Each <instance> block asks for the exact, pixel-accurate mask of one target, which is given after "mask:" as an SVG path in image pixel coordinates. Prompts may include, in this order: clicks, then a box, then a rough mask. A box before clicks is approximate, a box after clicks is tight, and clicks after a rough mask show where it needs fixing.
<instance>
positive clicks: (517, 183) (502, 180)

····················

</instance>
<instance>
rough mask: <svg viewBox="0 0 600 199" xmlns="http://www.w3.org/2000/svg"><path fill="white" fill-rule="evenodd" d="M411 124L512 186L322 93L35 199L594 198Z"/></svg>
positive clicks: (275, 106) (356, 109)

····················

▶ _Your goal_:
Among the entries above, find the line with "Each <instance> block" and the line with "positive clicks: (517, 183) (502, 180)"; give again exactly these two lines and all lines between them.

▶ _Exercise output_:
Each <instance> block asks for the exact, pixel-accurate mask of one target, which is given after "mask:" as an SVG path in image pixel coordinates. Prompts may include, in this order: clicks, then a box, then a rough mask. A box before clicks is approximate, a box after clicks is tight, and clicks after a rough mask show where it needs fixing.
<instance>
positive clicks: (517, 183) (502, 180)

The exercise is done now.